> **GIVEN TEXT**:

--*--

If you enjoy Linkara or ComicsDrake or other such reviewers, then please check out this guy, and preferably subscribe.

Various “Venom” thoughts

Venom is probably one of my favorite movies that is not… very good. I fully acknowledge that it isn’t a particularly good movie, but I do find it very entertaining and diverting.

A lot of that is due to Tom Hardy in the dual role of Eddie Brock and Venom, which is… really good. His accent is strange, but he does a really excellent job with the odd performance required of him.

However, it does show some signs of being a rewrite of a rewrite. For instance, the beginning of the movie sees the symbiote Riot in the body of a dying American astronaut. He’s loaded into a Malaysian ambulance and is being driven to the nearest city, when he decides to hop into the body of the accompanying EMT, presumably because the astronaut is too far gone. So far so good.

But for some reason, the first thing he does after possessing the EMT is… kill the driver… while the ambulance is still moving. Unsurprisingly, the ambulance is wrecked. Why did he do that? If he had just possessed the EMT and sat there patiently, he would have gotten to the nearest city (his intended destination) in a very short amount of time. By killing the driver and causing the vehicle to flip, he made it so he has to WALK to the nearest city, which takes a considerable amount of time and energy, especially since he has to fix the EMTs broken leg.

--*--

> **WORK REQUEST 1**: Condense the paragraph of the Venom post that begins "However, it does show some signs" into a short bulleted list, keeping its main facts.
> **WORK REQUEST 2**: In the Venom post, which actor plays the dual role of Eddie Brock and Venom?
> **WORK REQUEST 3**: Carry the Venom post forward from its last sentence.
The lines after this point come from a separate source.

(Region pointing data)
--*--

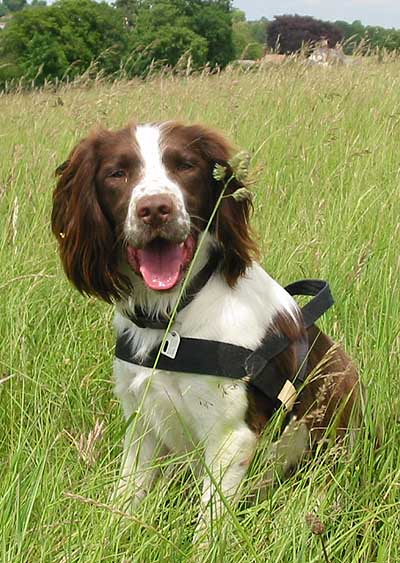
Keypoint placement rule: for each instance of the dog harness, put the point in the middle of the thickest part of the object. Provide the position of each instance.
(209, 357)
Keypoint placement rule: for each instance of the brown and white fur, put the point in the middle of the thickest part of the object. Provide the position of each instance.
(117, 194)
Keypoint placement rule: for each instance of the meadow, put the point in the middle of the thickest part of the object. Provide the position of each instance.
(326, 169)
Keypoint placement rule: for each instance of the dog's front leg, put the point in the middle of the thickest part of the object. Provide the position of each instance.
(139, 470)
(227, 459)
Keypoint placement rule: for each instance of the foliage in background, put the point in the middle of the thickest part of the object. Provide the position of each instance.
(289, 34)
(166, 30)
(249, 38)
(43, 42)
(378, 37)
(64, 38)
(325, 156)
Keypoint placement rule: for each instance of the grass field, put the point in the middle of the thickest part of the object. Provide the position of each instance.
(326, 158)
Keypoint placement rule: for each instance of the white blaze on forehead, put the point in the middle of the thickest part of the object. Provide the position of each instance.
(154, 179)
(148, 139)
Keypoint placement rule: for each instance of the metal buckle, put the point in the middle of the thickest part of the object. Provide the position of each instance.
(171, 344)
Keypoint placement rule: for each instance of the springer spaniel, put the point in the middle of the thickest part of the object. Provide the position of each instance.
(130, 208)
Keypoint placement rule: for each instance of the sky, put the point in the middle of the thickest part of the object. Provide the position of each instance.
(385, 13)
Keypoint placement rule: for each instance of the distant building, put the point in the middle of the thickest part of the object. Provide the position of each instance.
(324, 55)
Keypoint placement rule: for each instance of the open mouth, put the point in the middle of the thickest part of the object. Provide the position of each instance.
(161, 262)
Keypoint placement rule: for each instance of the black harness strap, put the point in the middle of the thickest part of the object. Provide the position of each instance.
(209, 357)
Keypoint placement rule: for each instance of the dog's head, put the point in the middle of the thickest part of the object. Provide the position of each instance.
(140, 197)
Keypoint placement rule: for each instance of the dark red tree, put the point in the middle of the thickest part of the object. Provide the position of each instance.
(287, 34)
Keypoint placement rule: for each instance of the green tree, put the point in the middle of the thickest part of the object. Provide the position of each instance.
(64, 38)
(164, 30)
(15, 5)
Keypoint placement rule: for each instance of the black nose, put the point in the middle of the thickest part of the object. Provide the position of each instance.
(155, 210)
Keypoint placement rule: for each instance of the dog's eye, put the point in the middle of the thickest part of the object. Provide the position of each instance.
(185, 165)
(117, 174)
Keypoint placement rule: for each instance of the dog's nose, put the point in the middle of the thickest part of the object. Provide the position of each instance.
(154, 210)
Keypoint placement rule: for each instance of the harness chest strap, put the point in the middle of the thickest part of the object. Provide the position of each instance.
(210, 357)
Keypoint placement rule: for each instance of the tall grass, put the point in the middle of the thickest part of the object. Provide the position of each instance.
(325, 145)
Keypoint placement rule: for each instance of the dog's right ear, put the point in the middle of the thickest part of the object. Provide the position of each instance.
(86, 240)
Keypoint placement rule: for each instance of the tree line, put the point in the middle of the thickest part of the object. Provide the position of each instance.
(64, 39)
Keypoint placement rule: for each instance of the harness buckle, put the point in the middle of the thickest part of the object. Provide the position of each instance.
(171, 344)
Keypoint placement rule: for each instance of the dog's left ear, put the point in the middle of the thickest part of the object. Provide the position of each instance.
(232, 228)
(61, 168)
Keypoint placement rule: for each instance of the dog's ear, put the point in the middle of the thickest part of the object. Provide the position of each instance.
(231, 227)
(85, 237)
(61, 167)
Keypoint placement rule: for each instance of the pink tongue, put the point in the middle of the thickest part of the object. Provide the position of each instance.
(160, 264)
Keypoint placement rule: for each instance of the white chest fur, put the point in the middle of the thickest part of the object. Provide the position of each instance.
(183, 410)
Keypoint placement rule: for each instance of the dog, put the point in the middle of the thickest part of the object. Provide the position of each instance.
(131, 210)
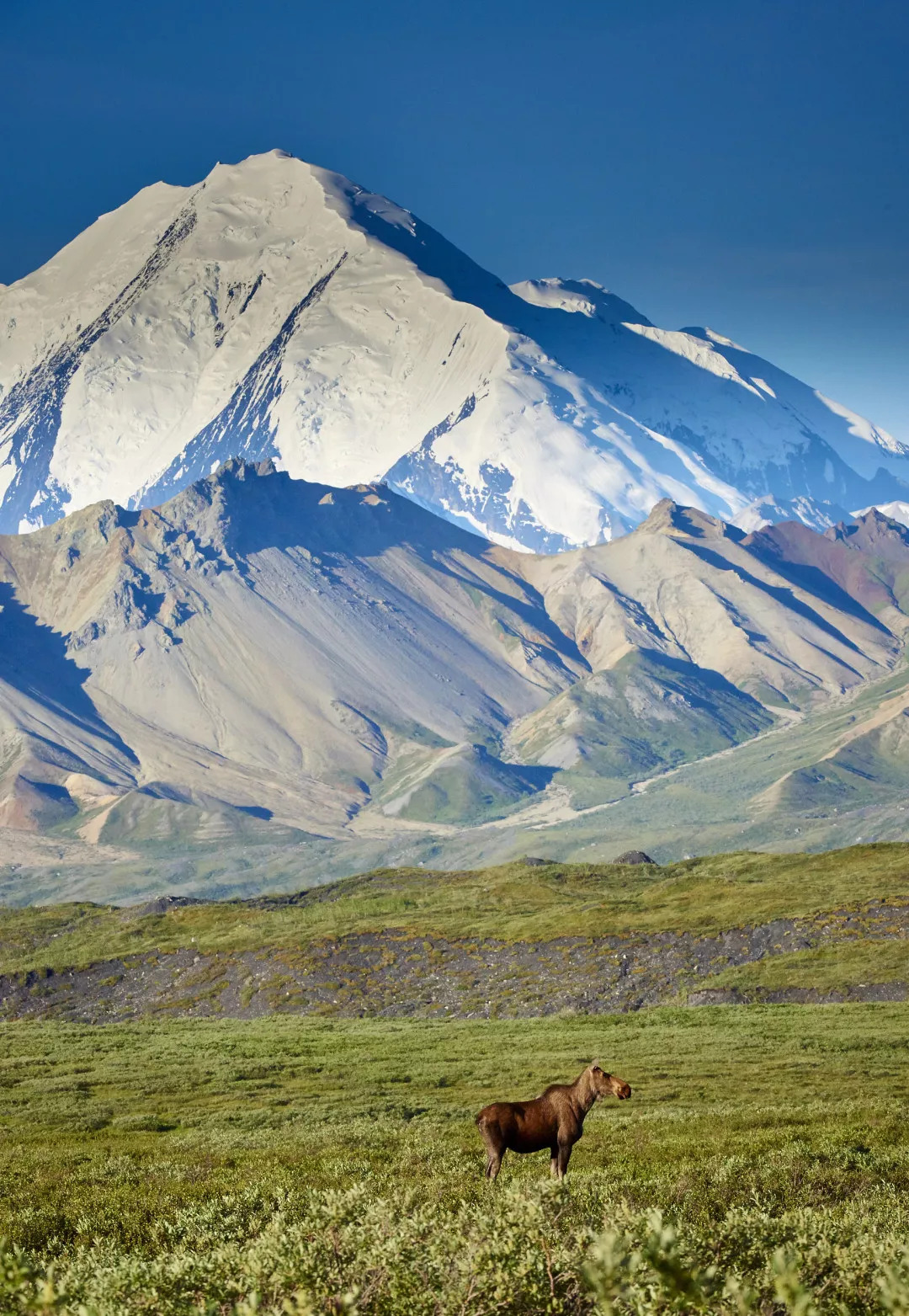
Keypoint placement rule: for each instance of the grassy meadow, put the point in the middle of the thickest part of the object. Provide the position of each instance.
(303, 1165)
(512, 902)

--*--

> **YOUR RESPONSE 1**:
- The movie shows signs of being a rewrite of a rewrite.
- At the start, the symbiote Riot is inside a dying American astronaut.
- The astronaut is loaded into a Malaysian ambulance headed for the nearest city.
- Riot jumps into the accompanying EMT, presumably because the astronaut is too far gone.

> **YOUR RESPONSE 2**: Tom Hardy.

> **YOUR RESPONSE 3**:
And of course, there’s the infamous timeskip error. After reaching the nearby city, Riot consumes some eels and kills various innocent Malaysian townspeople, only sparing an elderly lady. He swaps bodies (for some reason), possessing the elderly lady… and there’s immediately a six month timeskip. A few scenes later, we see Riot-as-elderly-lady again, at an airport. What WAS he doing for those six months? Playing shuffleboard? Griping at the grandkids with their Twitters and TikToks? Talking about how much better things were in her day?

Riot’s questionable choices kind of continue when he gets to San Francisco, now in the body of a little blonde girl who just… walks right into the Life Foundation building. Wouldn’t it be easier to swap out into a security guard and not have to worry about someone trying to stop Riot on the way in, and possibly setting off the alarm?

Then again, the security at the Life Foundation is not very good, since obviously Eddie was able to break all the way into the cells with the alien-infected people. Eh, I guess they just wanted the creepy factor of a possessed little girl sauntering up to Riz Ahmed, rather than Carlton Drake being chased through the building by a burly security guard.

But now, something positive.

A lot is said about the relationship between Eddie and Venom, and I’ll admit that it is a wonderful odd-couple relationship. But I also like the interactions between Eddie and Dan, the man is now dating Eddie’s former fiancee, Anne.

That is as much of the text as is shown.